## Request
Reproduce every one of the following lines word for word, keeping them in the same order.

## Point labeling examples
————————

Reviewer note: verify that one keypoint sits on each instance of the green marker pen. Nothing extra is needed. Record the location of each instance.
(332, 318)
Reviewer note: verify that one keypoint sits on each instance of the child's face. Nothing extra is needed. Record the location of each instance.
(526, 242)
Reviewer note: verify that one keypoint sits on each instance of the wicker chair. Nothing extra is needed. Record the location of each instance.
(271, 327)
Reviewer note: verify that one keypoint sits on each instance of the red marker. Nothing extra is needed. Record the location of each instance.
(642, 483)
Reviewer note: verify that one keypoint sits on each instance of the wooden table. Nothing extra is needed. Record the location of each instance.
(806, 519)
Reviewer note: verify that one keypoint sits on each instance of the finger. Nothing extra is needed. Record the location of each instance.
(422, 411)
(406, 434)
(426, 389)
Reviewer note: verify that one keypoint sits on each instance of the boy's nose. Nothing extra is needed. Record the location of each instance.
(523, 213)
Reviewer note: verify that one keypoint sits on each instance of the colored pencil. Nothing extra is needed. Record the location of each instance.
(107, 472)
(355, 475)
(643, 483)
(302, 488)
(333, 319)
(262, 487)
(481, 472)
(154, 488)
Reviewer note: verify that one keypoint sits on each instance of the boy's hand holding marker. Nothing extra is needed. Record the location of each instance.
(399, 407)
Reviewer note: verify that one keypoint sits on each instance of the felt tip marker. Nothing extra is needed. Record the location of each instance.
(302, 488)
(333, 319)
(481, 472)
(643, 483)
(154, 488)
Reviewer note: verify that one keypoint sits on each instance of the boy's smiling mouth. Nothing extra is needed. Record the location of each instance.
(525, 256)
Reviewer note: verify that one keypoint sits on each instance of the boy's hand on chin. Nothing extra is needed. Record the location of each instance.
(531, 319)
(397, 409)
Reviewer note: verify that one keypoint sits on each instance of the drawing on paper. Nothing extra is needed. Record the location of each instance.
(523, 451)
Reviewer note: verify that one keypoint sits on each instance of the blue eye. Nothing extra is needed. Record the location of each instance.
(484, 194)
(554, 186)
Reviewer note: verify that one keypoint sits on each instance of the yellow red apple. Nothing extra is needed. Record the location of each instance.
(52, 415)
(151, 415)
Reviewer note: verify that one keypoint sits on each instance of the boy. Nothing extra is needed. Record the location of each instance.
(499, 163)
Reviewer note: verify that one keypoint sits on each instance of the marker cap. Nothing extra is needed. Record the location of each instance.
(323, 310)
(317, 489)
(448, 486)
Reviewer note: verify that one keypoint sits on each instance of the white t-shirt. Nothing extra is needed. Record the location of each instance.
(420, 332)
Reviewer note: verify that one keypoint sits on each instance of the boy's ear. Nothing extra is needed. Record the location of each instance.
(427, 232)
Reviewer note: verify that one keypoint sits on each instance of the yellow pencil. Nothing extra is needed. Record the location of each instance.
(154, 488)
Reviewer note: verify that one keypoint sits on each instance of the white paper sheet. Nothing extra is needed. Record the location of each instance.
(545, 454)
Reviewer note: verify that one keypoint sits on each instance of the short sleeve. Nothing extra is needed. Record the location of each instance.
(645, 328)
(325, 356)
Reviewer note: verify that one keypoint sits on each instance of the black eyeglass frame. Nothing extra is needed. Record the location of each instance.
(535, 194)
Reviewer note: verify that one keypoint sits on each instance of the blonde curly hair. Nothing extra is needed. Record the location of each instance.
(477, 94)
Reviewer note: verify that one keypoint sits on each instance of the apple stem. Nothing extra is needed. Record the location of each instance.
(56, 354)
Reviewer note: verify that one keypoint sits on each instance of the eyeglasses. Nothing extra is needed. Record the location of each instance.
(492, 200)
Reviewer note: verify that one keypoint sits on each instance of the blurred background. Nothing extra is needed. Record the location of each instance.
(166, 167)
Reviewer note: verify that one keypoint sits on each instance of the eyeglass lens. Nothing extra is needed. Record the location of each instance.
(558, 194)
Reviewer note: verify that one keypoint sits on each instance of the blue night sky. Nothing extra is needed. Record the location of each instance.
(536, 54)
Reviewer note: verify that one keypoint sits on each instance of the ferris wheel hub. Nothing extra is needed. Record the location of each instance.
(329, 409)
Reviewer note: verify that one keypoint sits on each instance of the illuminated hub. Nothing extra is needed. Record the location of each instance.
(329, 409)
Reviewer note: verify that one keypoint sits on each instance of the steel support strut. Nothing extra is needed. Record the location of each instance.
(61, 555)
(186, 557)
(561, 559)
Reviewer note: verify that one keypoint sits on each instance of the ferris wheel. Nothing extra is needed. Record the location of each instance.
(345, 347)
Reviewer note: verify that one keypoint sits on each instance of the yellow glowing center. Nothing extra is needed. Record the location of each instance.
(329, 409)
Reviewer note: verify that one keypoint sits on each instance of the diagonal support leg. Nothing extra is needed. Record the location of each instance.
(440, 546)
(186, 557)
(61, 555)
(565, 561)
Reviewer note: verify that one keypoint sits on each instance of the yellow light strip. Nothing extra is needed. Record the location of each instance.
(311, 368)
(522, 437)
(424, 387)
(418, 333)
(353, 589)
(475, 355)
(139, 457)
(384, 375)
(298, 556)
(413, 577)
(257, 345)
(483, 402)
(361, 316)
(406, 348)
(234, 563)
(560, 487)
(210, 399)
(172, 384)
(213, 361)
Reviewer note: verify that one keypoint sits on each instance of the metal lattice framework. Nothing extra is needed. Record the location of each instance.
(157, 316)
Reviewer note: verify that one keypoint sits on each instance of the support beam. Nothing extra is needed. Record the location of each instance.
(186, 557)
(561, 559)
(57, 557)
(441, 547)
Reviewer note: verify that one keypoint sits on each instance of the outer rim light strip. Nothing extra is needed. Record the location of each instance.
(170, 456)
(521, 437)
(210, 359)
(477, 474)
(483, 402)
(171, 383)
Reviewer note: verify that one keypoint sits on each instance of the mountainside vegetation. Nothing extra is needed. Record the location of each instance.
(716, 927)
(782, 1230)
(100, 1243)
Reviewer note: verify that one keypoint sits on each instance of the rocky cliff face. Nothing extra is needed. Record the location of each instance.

————————

## Answer to the problem
Reviewer note: verify that one keypoint sits on each instance of the green marker pen. Nothing extra is needed. Record the location of each instance.
(332, 318)
Reviewer note: verify that one keypoint sits on each instance of the child's face. Nothing extra is needed. Record the location of each instance.
(526, 242)
Reviewer note: verify that one keypoint sits on each instance of the wicker chair. Nothing extra is needed. Record the location of each instance.
(271, 327)
Reviewer note: verify that one keypoint sits on each instance of the red marker. Nothing extra is needed. Record the location of each instance.
(642, 483)
Reviewer note: verify that one keypoint sits on each instance of the wooden table. Nothing extra is needed. Record the location of each instance.
(806, 519)
Reviewer note: verify that one keypoint sits on each instance of the finger. Nothing extra is needed. Record the location of each instance.
(422, 411)
(406, 434)
(426, 389)
Reviewer note: verify that one keypoint sits on each instance of the boy's nose. Nothing extra is needed. Record the location of each instance.
(523, 213)
Reviewer note: verify that one keypoint sits on each instance of the colored pencil. Nothing extra is needed. Record the location of each instance.
(107, 472)
(355, 475)
(643, 483)
(302, 488)
(333, 319)
(262, 487)
(481, 472)
(154, 488)
Reviewer note: verify that one keypoint sits on each instance of the boy's hand holding marker. Nothing extra is needed. Record the location of each instance.
(399, 407)
Reviewer note: verify that one keypoint sits on each instance of the felt tip marker. Nothing extra is needed. Record the location of each instance.
(302, 488)
(333, 319)
(481, 472)
(643, 483)
(154, 488)
Reviewer note: verify that one keypoint sits on each instance of the boy's smiling mouth. Nothing extra is needed. Record the location of each instance.
(525, 256)
Reviewer note: verify that one keypoint sits on each instance of the boy's hand on chin. Nothing extra is needed. Record the location of each instance.
(531, 319)
(397, 409)
Reviewer note: verify that one keypoint sits on each instance of the drawing on paper. Nothing extra is needed. Record the location of each instance.
(523, 451)
Reviewer note: verify that one keypoint sits on each instance of the blue eye. Nothing extra is needed. Record the location of each instance.
(484, 194)
(554, 186)
Reviewer note: verify that one keypoint sits on each instance of the yellow red apple. Nothing extra is needed. Record the location of each instance.
(52, 415)
(151, 415)
Reviewer note: verify that one keypoint sits on each instance of the boy. Nothing extra is needed. Record the location of each instance.
(499, 163)
Reviewer note: verify that one keypoint sits on each instance of the marker cap. Nothing extra is needed. Record the location of each instance.
(323, 310)
(317, 489)
(448, 486)
Reviewer note: verify that one keypoint sits on each instance of the white t-shirt. Nothing extra is needed. Record the location of each instance.
(420, 332)
Reviewer note: verify that one keypoint sits on each instance of the boy's ear. Nothing extra is needed. Record the location of each instance.
(427, 232)
Reviewer note: verify that one keypoint sits on each instance of the yellow pencil. Nothing extra is needed. Record the location of each instance.
(154, 488)
Reviewer note: verify that one keypoint sits on each instance of the white paper sheet. Nothing extra is needed. Record the location of each instance.
(545, 454)
Reviewer note: verify that one keypoint sits on each instance of the short sleeve. Nothing extra is needed. Record the location of each instance.
(645, 328)
(325, 356)
Reviewer note: verify that one keypoint sits on each instance of the black eyeglass frame. Nothing extra is needed. Record the location of each instance.
(535, 194)
Reviewer note: verify that one keypoint sits on each instance of the blonde curly hair. Nothing extra is needed. Record the location of each instance.
(477, 94)
Reviewer note: verify that one keypoint sits on each instance of the apple stem. Nothing extra is needed. Record the location of each instance.
(56, 354)
Reviewer note: verify that one keypoint sits on each instance of the eyeglasses. Nothing extra is needed. Record the location of each instance.
(492, 200)
Reviewer note: verify that one keypoint sits on each instance of the blurred background. Nothing extra is needed. Record the location of each instance.
(166, 167)
Reviewer note: verify that one keypoint sits on each instance of the eyeglass lens. Nothing extra is needed. Record the location of each instance.
(558, 194)
Reviewer note: verify that one keypoint sits on each instance of the blue night sky. Nothing extra is needed. Record the location of each instance.
(536, 54)
Reviewer note: verify that one keypoint sits on each instance of the ferris wheel hub. Nothing extra is needed. Record the location of each instance.
(329, 409)
Reviewer note: verify that one keypoint sits on each instance of the illuminated hub. Nothing extra is needed. Record the location of each instance.
(329, 409)
Reviewer note: verify that one keypoint sits on each instance of the steel support strut. Nothing extra is needed. Record the location of each instance.
(61, 555)
(186, 557)
(561, 559)
Reviewer note: verify that one keypoint sits on each instance of the ferris wheel. Nothing extra is needed. Record the location of each instance.
(345, 347)
Reviewer note: verify that one keypoint sits on each instance of the yellow glowing center. Nothing extra is needed. Record the location of each instance.
(329, 409)
Reviewer note: verify that one keypoint sits on each instance of the diagonal support leg. Nothing extra is needed. Record the location of each instance.
(440, 546)
(186, 557)
(61, 555)
(565, 561)
Reviewer note: verify that one keypoint sits on each instance of the yellow light strip. Nothing extra is needed. Record the location of each instance.
(311, 368)
(522, 437)
(424, 387)
(418, 333)
(353, 589)
(475, 355)
(139, 457)
(384, 375)
(298, 556)
(413, 577)
(257, 345)
(483, 402)
(361, 316)
(406, 348)
(234, 563)
(560, 487)
(210, 399)
(172, 384)
(213, 361)
Reviewer note: verify that one keypoint sits on each instance of the metal lattice framework. Nothing extra is needed. Record the location of each instance.
(157, 316)
Reviewer note: verify that one keypoint sits on each instance of the support beam. Nothing extra is needed. Record the location of each instance.
(186, 557)
(561, 559)
(57, 557)
(441, 547)
Reviewer note: verify that one keypoint sits on each instance of the outer rim light strip. Nothing extra is needed. Record the location of each instance.
(170, 456)
(521, 437)
(210, 359)
(477, 474)
(483, 402)
(171, 383)
Reviewer note: verify that one keypoint sits on each instance of the mountainside vegetation. Nothing extra is needed. Record the location of each instance.
(716, 927)
(782, 1230)
(100, 1243)
Reviewer note: verify that one keypoint sits on each instance of the rocky cliff face. Nothing extra is needed. Record the location of each instance.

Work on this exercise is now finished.